Take the entries below and reproduce them word for word.

-=-=-

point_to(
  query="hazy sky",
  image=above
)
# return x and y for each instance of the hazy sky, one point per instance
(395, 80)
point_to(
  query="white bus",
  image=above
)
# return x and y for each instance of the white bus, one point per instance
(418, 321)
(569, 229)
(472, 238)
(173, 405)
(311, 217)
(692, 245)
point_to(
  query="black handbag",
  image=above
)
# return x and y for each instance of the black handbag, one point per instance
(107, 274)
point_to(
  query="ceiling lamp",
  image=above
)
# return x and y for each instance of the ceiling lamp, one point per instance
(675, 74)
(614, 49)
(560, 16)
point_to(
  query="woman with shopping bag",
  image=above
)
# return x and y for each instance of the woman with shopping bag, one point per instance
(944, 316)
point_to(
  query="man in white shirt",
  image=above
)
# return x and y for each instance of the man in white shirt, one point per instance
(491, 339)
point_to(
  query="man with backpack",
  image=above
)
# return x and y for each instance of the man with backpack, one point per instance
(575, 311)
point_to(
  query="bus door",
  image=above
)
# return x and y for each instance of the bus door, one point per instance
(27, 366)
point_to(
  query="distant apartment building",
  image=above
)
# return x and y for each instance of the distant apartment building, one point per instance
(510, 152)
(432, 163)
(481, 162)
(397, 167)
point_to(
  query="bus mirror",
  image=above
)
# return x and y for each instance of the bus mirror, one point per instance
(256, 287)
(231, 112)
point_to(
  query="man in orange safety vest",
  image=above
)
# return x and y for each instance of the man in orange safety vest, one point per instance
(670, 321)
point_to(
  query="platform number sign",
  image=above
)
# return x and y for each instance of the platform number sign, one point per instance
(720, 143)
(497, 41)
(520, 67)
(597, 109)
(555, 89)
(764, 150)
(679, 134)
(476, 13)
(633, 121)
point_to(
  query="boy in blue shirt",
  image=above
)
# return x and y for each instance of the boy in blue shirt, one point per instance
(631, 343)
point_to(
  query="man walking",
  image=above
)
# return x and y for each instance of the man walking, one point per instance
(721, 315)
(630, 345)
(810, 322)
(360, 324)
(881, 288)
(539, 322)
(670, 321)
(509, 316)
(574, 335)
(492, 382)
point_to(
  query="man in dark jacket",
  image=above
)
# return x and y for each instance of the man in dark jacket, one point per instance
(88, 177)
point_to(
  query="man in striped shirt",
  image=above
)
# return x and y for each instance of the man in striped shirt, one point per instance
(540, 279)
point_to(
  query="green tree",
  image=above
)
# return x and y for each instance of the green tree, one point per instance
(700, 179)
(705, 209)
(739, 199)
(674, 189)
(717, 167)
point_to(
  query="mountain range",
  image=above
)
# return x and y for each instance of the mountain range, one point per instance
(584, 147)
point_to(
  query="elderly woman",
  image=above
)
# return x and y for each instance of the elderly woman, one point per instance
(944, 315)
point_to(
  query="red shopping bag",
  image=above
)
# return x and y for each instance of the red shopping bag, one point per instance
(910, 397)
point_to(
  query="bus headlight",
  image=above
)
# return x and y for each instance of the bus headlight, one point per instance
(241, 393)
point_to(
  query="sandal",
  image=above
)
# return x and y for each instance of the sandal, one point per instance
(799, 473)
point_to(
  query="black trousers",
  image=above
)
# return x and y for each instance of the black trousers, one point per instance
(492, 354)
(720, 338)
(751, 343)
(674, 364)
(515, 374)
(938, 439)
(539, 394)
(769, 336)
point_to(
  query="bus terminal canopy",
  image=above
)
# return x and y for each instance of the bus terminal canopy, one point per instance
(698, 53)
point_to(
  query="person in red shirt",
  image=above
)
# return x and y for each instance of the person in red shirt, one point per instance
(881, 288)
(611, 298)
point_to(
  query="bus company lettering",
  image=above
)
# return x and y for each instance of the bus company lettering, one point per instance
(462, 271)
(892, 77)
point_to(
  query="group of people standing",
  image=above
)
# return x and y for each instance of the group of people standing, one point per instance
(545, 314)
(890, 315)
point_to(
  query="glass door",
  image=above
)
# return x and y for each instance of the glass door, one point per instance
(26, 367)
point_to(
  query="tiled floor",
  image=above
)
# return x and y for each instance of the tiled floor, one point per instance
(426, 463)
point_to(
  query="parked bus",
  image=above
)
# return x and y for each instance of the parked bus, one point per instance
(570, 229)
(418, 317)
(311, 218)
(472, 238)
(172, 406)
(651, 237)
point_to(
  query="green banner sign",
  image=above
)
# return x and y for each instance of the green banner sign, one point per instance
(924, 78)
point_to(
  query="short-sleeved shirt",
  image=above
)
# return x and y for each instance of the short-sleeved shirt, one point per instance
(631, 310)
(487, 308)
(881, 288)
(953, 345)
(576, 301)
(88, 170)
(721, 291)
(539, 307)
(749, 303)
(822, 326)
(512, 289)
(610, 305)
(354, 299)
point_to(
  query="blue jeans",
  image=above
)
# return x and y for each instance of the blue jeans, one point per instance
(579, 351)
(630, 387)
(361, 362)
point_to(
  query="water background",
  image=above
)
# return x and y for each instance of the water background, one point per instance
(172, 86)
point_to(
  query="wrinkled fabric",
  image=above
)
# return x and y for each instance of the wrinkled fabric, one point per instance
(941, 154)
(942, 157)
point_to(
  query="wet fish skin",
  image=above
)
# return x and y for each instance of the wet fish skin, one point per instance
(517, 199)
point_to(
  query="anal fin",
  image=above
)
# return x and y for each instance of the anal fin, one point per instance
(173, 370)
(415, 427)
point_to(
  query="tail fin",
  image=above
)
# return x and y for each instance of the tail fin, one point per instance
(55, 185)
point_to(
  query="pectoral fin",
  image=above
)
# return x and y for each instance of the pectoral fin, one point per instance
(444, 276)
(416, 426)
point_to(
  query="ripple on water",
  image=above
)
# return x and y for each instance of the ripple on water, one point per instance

-=-=-

### SOLUTION TO THE EXERCISE
point_to(
  query="hazy sky",
  image=above
)
# return x and y for each instance of the hazy sky, one point per instance
(395, 80)
point_to(
  query="white bus",
  image=above
)
# return x and y for each instance of the white bus, one point per instance
(418, 321)
(569, 229)
(472, 238)
(173, 405)
(311, 217)
(692, 245)
point_to(
  query="black handbag",
  image=above
)
# return x and y for each instance of the black handbag, one point per instance
(107, 274)
point_to(
  query="ceiling lamp",
  image=above
)
# return x and y for each instance of the ceiling lamp, one point per instance
(675, 74)
(614, 49)
(560, 16)
point_to(
  query="woman with shopping bag",
  image=above
)
# return x and y for each instance of the woman with shopping bag, one point per instance
(944, 316)
point_to(
  query="man in white shirt",
  image=above
)
# return x and y for each instance of the man in white shirt, one point per instance
(491, 339)
point_to(
  query="man with backpack",
  image=above
)
# return x and y for each instance of the man with backpack, one point per instance
(575, 311)
point_to(
  query="bus door",
  image=above
)
# return x and y for each instance of the bus door, one point per instance
(27, 366)
point_to(
  query="distant apartment building",
  image=above
)
# return x and y for each instance of the distant apartment building, one point per instance
(510, 152)
(432, 163)
(481, 162)
(397, 167)
point_to(
  query="bus mirror",
  image=above
)
# return x and y for each instance of the bus mirror, one point per instance
(256, 287)
(231, 112)
point_to(
  query="man in orange safety vest",
  image=above
)
# return x and y for each instance of the man in orange safety vest, one point per instance
(670, 321)
point_to(
  query="platform number sign",
  image=above
)
# return x and y for each instance of the platform number sign, one point per instance
(720, 143)
(497, 41)
(520, 67)
(597, 109)
(555, 89)
(764, 150)
(679, 134)
(476, 13)
(633, 121)
point_to(
  query="boy in blue shirt",
  image=above
)
# return x and y for each instance of the boy in blue shirt, one point per instance
(631, 343)
point_to(
  query="man walking",
  image=above
)
# return x and y for each instance of the man walking, one point per instance
(721, 315)
(630, 345)
(810, 322)
(360, 324)
(881, 288)
(539, 322)
(670, 321)
(509, 316)
(574, 335)
(492, 382)
point_to(
  query="man in dark jacket",
  image=above
)
# return x and y for each instance of the man in dark jacket, one point per instance
(88, 177)
point_to(
  query="man in striped shirt",
  image=above
)
# return x and y for each instance of the man in striped shirt, one point per instance
(540, 279)
point_to(
  query="green tree",
  image=above
)
# return x and y for each instance of the green tree, one point per instance
(700, 179)
(705, 209)
(739, 199)
(674, 189)
(717, 167)
point_to(
  query="mountain range",
  image=above
)
# return x and y for each instance of the mountain range, one point per instance
(584, 147)
point_to(
  query="elderly woman",
  image=above
)
# return x and y for each instance of the elderly woman, one point per instance
(944, 315)
point_to(
  query="red shopping bag",
  image=above
)
# return x and y for each instance of the red shopping bag, one point per instance
(910, 397)
point_to(
  query="bus headlight",
  image=above
)
# return x and y for each instance of the bus headlight, one point per instance
(241, 393)
point_to(
  query="sandal",
  image=above
)
# return x and y for each instance of the sandal, one point per instance
(799, 473)
point_to(
  query="black trousers",
  image=above
)
# return x and y for each instance of the black trousers, one point per instance
(492, 354)
(720, 338)
(751, 343)
(674, 364)
(515, 374)
(938, 439)
(539, 394)
(769, 336)
point_to(
  query="bus terminal canopy",
  image=above
)
# return x and y for each instance of the bus terminal canopy, one point per instance
(698, 53)
point_to(
  query="person in red shirt",
  image=above
)
# return x and y for each instance of the person in red shirt, one point per instance
(881, 288)
(611, 298)
point_to(
  query="bus company lettering",
  image=above
)
# return x and y for each instance of the bus company lettering, one point per instance
(462, 271)
(892, 77)
point_to(
  query="group of people standing",
  image=above
)
# return x and y for each instance of the group of people standing, one point per instance
(545, 314)
(890, 315)
point_to(
  query="glass door",
  image=above
)
# return x and y for each instance of the glass door, one point per instance
(26, 367)
point_to(
  query="tiled floor",
  image=above
)
# return x and y for each instance of the tiled floor, one point per instance
(426, 463)
point_to(
  query="parked bus",
  image=above
)
# return x and y for each instance of the parked bus, one point per instance
(570, 229)
(418, 317)
(311, 218)
(472, 238)
(172, 406)
(651, 237)
point_to(
  query="green banner sign",
  image=above
)
# return x and y for each instance of the green banner sign, one point per instance
(924, 78)
point_to(
  query="short-sleeved shirt",
  image=above
)
# return x and y for each instance of the short-sleeved shirt, one point per instance
(631, 310)
(487, 308)
(881, 288)
(953, 345)
(576, 301)
(88, 170)
(721, 291)
(539, 307)
(749, 303)
(822, 326)
(512, 289)
(610, 305)
(354, 299)
point_to(
  query="blue jeans",
  image=above
)
# return x and y for each instance of the blue jeans, one point per instance
(579, 351)
(630, 387)
(361, 362)
point_to(
  query="water background",
  image=above
)
# return x and y for each instance of the water background, one point per instance
(172, 86)
point_to(
  query="wrinkled fabric",
  image=above
)
# return x and y for each instance of the wrinkled fabric, one point per instance
(941, 154)
(942, 157)
point_to(
  query="wet fish skin",
  image=above
)
# return x and y for each instance of the wet fish skin, one point per instance
(517, 199)
point_to(
  query="anal fin",
  image=above
)
# return x and y for each instance of the anal fin, one point per instance
(173, 370)
(415, 427)
point_to(
  query="tail fin",
  image=above
)
# return x and y for each instance of the tail fin, one point per instance
(55, 185)
point_to(
  query="pectoral fin",
  image=above
)
# return x and y for each instance of the pectoral fin, one point per instance
(444, 276)
(416, 426)
point_to(
  query="ripple on water",
  image=above
)
# return x and y for each instance of the ripple on water, one point per instance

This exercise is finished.